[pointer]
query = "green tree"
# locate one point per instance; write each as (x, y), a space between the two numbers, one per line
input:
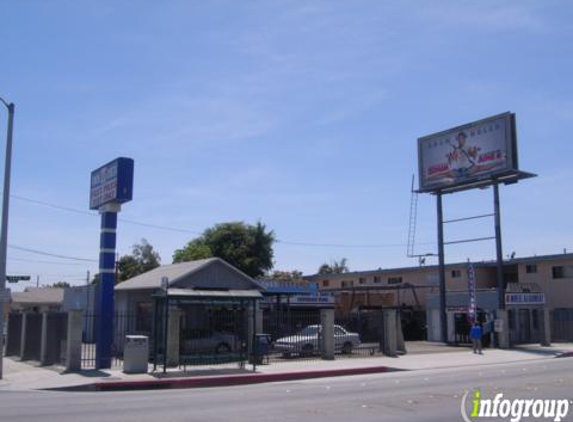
(61, 285)
(247, 247)
(194, 250)
(335, 267)
(291, 276)
(142, 259)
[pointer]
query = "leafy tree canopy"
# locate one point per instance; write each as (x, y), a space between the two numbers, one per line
(335, 267)
(292, 276)
(142, 259)
(247, 247)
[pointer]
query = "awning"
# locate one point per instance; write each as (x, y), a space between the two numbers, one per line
(195, 294)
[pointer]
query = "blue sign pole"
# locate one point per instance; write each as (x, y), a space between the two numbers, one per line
(105, 299)
(111, 185)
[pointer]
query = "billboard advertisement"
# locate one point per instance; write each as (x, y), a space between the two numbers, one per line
(112, 182)
(468, 154)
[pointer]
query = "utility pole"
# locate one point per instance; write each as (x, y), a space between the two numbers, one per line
(4, 234)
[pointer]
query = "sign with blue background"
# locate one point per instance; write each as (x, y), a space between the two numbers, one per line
(112, 182)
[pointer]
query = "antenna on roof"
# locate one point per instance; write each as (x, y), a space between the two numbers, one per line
(412, 226)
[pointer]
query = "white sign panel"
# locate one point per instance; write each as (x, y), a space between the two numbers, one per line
(468, 153)
(103, 185)
(525, 298)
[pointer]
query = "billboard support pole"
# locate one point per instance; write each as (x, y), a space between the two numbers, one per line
(4, 232)
(110, 186)
(498, 246)
(442, 270)
(105, 299)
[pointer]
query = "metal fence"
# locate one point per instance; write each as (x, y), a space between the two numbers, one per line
(213, 334)
(562, 325)
(124, 324)
(368, 326)
(290, 334)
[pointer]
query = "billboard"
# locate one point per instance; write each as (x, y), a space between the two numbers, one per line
(112, 182)
(468, 154)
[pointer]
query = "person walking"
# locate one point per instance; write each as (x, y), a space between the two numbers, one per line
(476, 335)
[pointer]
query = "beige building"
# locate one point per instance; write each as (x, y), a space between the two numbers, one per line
(552, 273)
(416, 288)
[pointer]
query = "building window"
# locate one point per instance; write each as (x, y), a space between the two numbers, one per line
(563, 271)
(394, 280)
(144, 317)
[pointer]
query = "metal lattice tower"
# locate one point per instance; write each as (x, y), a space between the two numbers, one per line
(413, 220)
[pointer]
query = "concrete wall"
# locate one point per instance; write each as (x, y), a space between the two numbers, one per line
(426, 280)
(214, 276)
(558, 292)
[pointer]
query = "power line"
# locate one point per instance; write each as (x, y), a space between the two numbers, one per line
(21, 248)
(182, 230)
(39, 261)
(94, 214)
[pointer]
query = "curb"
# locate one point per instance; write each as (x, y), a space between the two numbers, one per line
(225, 381)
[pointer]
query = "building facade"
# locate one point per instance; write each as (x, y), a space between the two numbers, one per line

==*==

DIRECTIONS ▸ Repeat the data exactly, without the pictures.

ANSWER FOR THE TASK ▸
[pointer]
query = "green tree"
# locate one point per instance; write each as (x, y), a space between the two numbers, one per line
input:
(61, 285)
(247, 247)
(194, 250)
(335, 267)
(291, 276)
(142, 259)
[pointer]
query = "leafy tree canopy"
# locate one point per instance; write each as (x, y), a space between the two numbers, one per line
(335, 267)
(292, 276)
(142, 259)
(247, 247)
[pointer]
query = "awning"
# locate one point per instance; write each as (x, y), a space between the two numbers, one per line
(195, 294)
[pointer]
query = "blue sign pole"
# locate one point per instance; write each as (x, y), a space between the two numbers, one per line
(105, 299)
(111, 185)
[pointer]
query = "billboard advertisement"
# locate one point per instance; write each as (x, y), a space between the two numbers, one per line
(112, 182)
(468, 154)
[pointer]
query = "utility pole"
# locate one point per instance; write each as (x, y), a space between the two numbers, one per line
(4, 234)
[pointer]
query = "sign with blue background"
# locate one point per instance; write each as (x, y), a space between the two numbers, one per line
(112, 182)
[pointer]
query = "antenna on roof"
# locate one point per instance; write each as (x, y), a space between the two numbers, one per line
(412, 226)
[pointer]
query = "white sign panel"
# locate one point per instance; write each as (x, y), a space between the two numbers, one per line
(468, 153)
(103, 185)
(525, 298)
[pointer]
query = "billboard support pole"
# locate one point per instance; write each as (x, y), a space between the two numbers, one per line
(4, 232)
(110, 186)
(498, 246)
(442, 270)
(105, 299)
[pointer]
query = "metal fence"
# locate one point per instance; write each as (x, y), a space between the two numbers, one per line
(213, 334)
(562, 325)
(124, 324)
(368, 326)
(290, 334)
[pointer]
query = "billboard"
# locate one point per instance; write each as (x, y), a space between the two numbers, one per line
(112, 182)
(468, 154)
[pointer]
query = "person walking"
# locate one point per instance; write each as (x, y), a space between the two numbers, one per line
(476, 335)
[pointer]
query = "beige building"
# locate one point per instance; write each as (x, y), a space between the two numbers, one per line
(552, 273)
(416, 288)
[pointer]
query = "building window"
# locate one point per instance; write each as (x, y), a space between the two numbers, one per line
(563, 271)
(394, 280)
(144, 317)
[pointer]
query = "metal lattice tower"
# locate one point per instance; write each as (x, y), a space between the two numbers, one per line
(413, 220)
[pointer]
query = "concrete wall"
# locate one point per instance; write each as (x, y), a space between the two numbers, one per line
(426, 280)
(214, 276)
(558, 292)
[pointer]
query = "power line"
# locate one point per instance; write each as (x, y), a space between the two numbers, one per line
(21, 248)
(182, 230)
(39, 261)
(94, 214)
[pointer]
query = "curb"
# locate one point per instance; write each as (x, y), a space between the two numbers, one per line
(225, 381)
[pointer]
query = "building facade"
# locate one point per instance; write each as (x, y), a space between the two numbers, one per line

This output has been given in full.